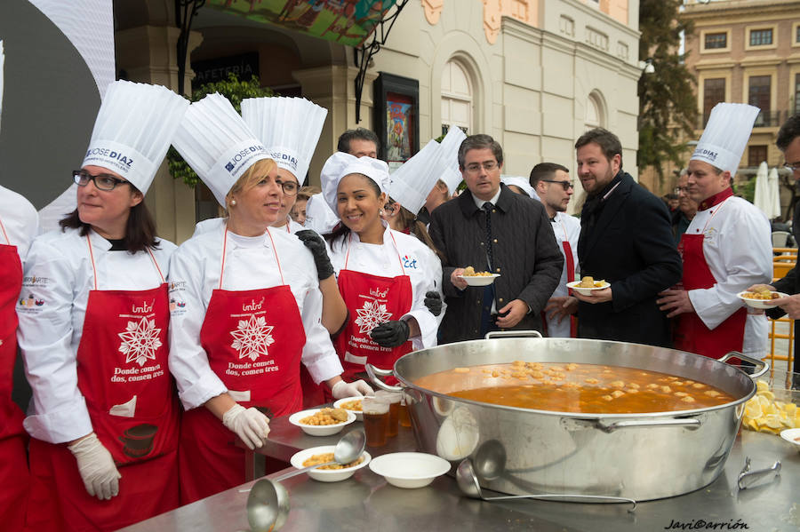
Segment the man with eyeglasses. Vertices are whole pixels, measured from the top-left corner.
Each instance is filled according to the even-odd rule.
[[[795,179],[800,181],[800,114],[791,116],[786,123],[780,126],[778,131],[778,139],[775,145],[784,156],[784,166],[792,172]],[[792,234],[795,236],[795,242],[800,242],[800,202],[795,205],[795,212],[792,218]],[[751,286],[749,290],[756,290],[761,288],[759,285]],[[775,320],[785,314],[795,320],[796,335],[798,330],[797,320],[800,320],[800,271],[797,266],[789,270],[785,277],[767,285],[766,288],[772,290],[777,290],[785,294],[789,294],[788,298],[772,300],[778,308],[766,311],[767,316]],[[800,342],[795,341],[795,361],[792,370],[795,373],[795,380],[793,387],[800,389]]]
[[[580,274],[611,284],[591,296],[573,294],[580,300],[578,337],[668,347],[669,322],[656,298],[680,280],[681,258],[667,206],[622,170],[622,144],[611,131],[587,131],[575,149],[587,193],[578,240]]]
[[[575,281],[578,266],[578,237],[580,220],[566,213],[575,191],[569,169],[556,163],[540,163],[531,171],[531,187],[539,195],[550,218],[556,242],[564,255],[564,268],[558,286],[548,300],[544,314],[547,335],[552,337],[575,337],[578,322],[578,299],[570,296],[567,282]]]
[[[497,330],[541,330],[540,313],[564,266],[544,207],[500,184],[503,150],[489,135],[464,139],[459,167],[467,191],[431,214],[430,235],[444,255],[440,343]],[[500,276],[469,287],[467,266]]]

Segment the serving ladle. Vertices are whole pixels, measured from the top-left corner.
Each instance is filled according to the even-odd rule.
[[[240,489],[240,493],[250,491],[247,496],[247,522],[252,532],[274,532],[286,522],[289,517],[289,493],[279,480],[302,474],[310,469],[332,464],[349,464],[364,454],[366,435],[361,429],[350,431],[333,448],[333,461],[303,467],[283,474],[276,479],[263,478],[257,480],[252,488]]]
[[[481,499],[484,501],[505,501],[508,499],[580,499],[595,503],[601,501],[630,503],[631,504],[633,504],[633,507],[629,508],[628,511],[634,512],[636,509],[636,502],[634,499],[605,495],[584,495],[580,493],[538,493],[530,495],[504,495],[500,496],[486,496],[485,495],[484,495],[484,490],[481,488],[481,484],[478,481],[477,474],[476,474],[475,469],[472,466],[472,461],[469,458],[464,458],[461,463],[459,464],[459,467],[456,469],[456,483],[458,483],[459,488],[461,490],[461,493],[463,493],[467,496],[475,499]]]

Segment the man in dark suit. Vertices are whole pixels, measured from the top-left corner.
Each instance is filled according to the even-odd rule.
[[[540,312],[561,277],[564,257],[544,207],[500,184],[503,150],[489,135],[468,137],[459,149],[468,190],[433,211],[430,236],[444,255],[447,312],[443,344],[490,330],[541,330]],[[466,266],[499,274],[485,288],[468,287]]]
[[[800,114],[791,116],[786,123],[780,126],[778,131],[778,139],[775,141],[778,149],[783,152],[785,166],[792,171],[795,179],[800,181]],[[795,213],[792,218],[792,232],[795,235],[795,242],[800,242],[800,202],[795,206]],[[797,270],[797,265],[789,270],[783,279],[776,281],[774,286],[768,286],[770,290],[789,294],[788,298],[775,299],[772,302],[779,306],[767,311],[767,315],[771,318],[777,319],[784,314],[795,322],[795,334],[797,334],[798,324],[796,320],[800,320],[800,271]],[[751,286],[749,290],[759,288],[760,285]],[[795,381],[793,386],[800,389],[800,342],[795,338],[795,361],[792,371],[795,372]]]
[[[622,145],[596,128],[575,143],[578,177],[587,193],[580,214],[580,274],[611,286],[575,294],[578,337],[671,345],[658,293],[681,280],[667,206],[622,171]]]

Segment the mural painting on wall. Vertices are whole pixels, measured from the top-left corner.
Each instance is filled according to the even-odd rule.
[[[386,159],[389,166],[399,166],[412,156],[413,101],[408,96],[388,92],[386,99]],[[395,164],[392,164],[392,163]]]
[[[209,0],[211,8],[358,46],[396,0]]]

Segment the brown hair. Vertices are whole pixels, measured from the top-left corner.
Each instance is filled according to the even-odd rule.
[[[129,185],[132,192],[141,194],[138,188],[133,187],[132,183]],[[81,221],[77,209],[59,220],[59,226],[61,231],[66,229],[80,229],[80,235],[86,236],[89,229],[92,228],[90,224]],[[125,223],[125,237],[124,246],[128,253],[133,255],[139,251],[145,251],[148,248],[151,250],[158,249],[158,241],[156,238],[156,222],[150,214],[148,206],[142,198],[138,205],[131,207],[128,214],[128,221]]]

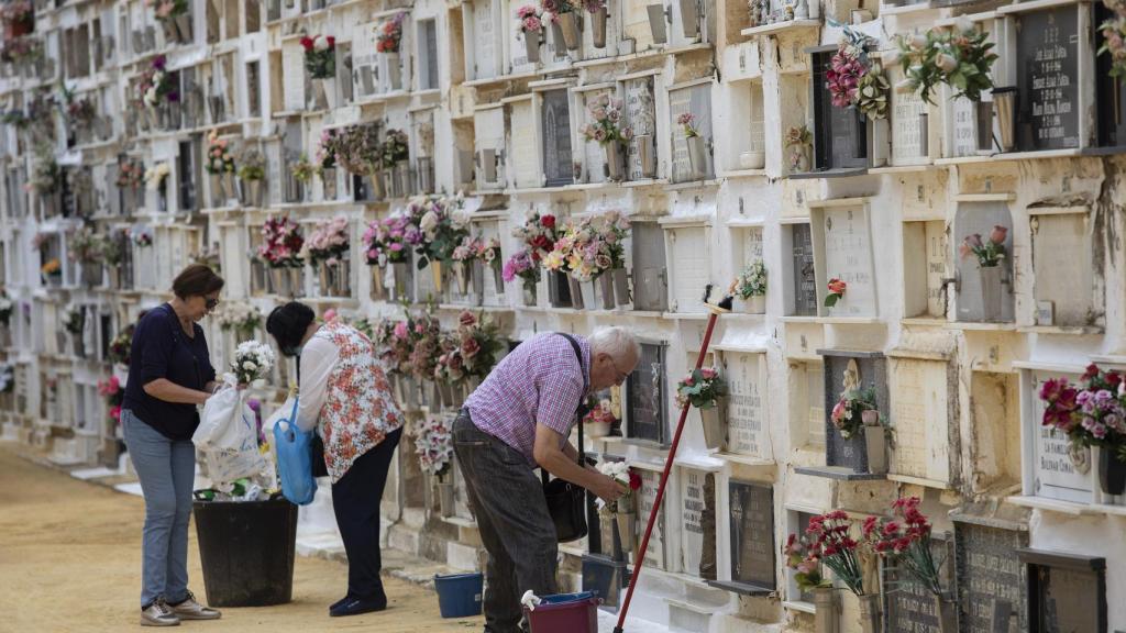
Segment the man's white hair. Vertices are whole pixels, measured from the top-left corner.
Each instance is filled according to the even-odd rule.
[[[591,356],[609,354],[610,358],[641,358],[641,346],[637,338],[626,328],[601,328],[595,331],[587,341],[590,344]]]

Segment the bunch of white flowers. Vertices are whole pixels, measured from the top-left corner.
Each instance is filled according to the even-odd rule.
[[[263,377],[274,368],[274,350],[270,346],[248,340],[239,344],[234,350],[234,360],[231,363],[231,371],[239,383],[245,384]]]

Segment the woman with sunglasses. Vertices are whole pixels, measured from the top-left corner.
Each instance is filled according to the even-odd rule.
[[[348,554],[348,592],[332,617],[383,610],[379,579],[379,499],[403,416],[372,341],[339,319],[318,323],[307,305],[291,302],[266,319],[285,356],[297,356],[297,427],[316,428],[332,479],[332,510]]]
[[[218,304],[223,284],[211,268],[188,266],[172,282],[172,300],[146,312],[133,332],[122,428],[144,494],[143,626],[220,617],[188,590],[188,518],[196,405],[222,386],[198,321]]]

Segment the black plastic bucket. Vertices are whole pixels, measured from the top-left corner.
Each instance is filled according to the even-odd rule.
[[[270,501],[195,501],[207,604],[265,607],[293,599],[297,506]]]

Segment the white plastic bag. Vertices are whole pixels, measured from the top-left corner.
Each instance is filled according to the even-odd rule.
[[[207,476],[220,489],[267,469],[258,451],[254,411],[247,404],[245,392],[230,382],[207,399],[191,442],[204,453]]]

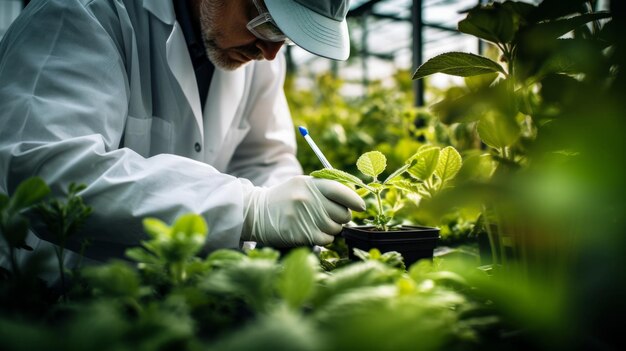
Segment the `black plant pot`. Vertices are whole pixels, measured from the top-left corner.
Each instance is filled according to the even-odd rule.
[[[357,259],[354,248],[363,251],[377,248],[382,253],[399,252],[407,267],[423,258],[432,259],[439,241],[439,228],[423,226],[402,226],[386,232],[373,226],[344,227],[341,234],[346,239],[351,260]]]

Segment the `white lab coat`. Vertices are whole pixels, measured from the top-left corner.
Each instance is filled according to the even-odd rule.
[[[190,212],[207,249],[237,247],[246,189],[302,172],[284,66],[216,68],[202,115],[172,0],[33,1],[0,44],[0,191],[86,184],[94,212],[68,247],[88,237],[98,260],[145,239],[143,218]]]

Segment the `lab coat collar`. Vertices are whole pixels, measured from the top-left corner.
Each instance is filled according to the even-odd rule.
[[[165,24],[173,25],[176,21],[172,0],[144,0],[143,7]]]

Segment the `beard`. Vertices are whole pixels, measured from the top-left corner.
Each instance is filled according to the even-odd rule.
[[[247,62],[241,62],[231,58],[228,53],[234,51],[240,55],[250,58],[250,60],[261,60],[263,55],[259,48],[254,44],[239,46],[236,48],[223,49],[217,45],[217,39],[220,37],[220,31],[215,25],[224,7],[224,1],[201,1],[200,2],[200,29],[202,32],[202,41],[209,60],[221,69],[232,71]]]

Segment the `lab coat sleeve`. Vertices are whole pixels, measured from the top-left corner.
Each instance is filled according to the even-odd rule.
[[[285,57],[258,61],[245,118],[250,131],[237,147],[227,173],[260,186],[302,174],[296,159],[295,128],[283,91]]]
[[[119,148],[130,99],[120,41],[132,35],[109,30],[124,28],[116,23],[120,8],[98,3],[97,19],[77,1],[33,3],[6,33],[0,191],[10,194],[31,176],[43,177],[57,197],[71,182],[87,185],[80,195],[94,211],[67,247],[78,250],[88,238],[85,255],[98,260],[145,239],[144,218],[172,223],[190,212],[209,224],[208,249],[237,247],[249,182],[188,158]],[[43,229],[36,234],[56,241]]]

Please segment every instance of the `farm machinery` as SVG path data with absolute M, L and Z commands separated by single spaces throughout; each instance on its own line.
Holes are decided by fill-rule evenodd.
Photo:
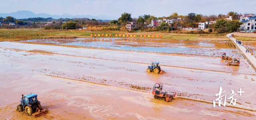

▬▬▬▬▬▬▬▬▬▬

**Required work:**
List every line in the items above that contains the word "coat". Match case exactly.

**Answer for the task:**
Segment the `white lab coat`. Vertices are whole pixels, measured from the top-left corner.
Segment the `lab coat collar`. Vertices are whole pixels, measured from the top-left corner.
Segment the `lab coat sleeve`. Vertices are whole pixels, measured from the top-left corner.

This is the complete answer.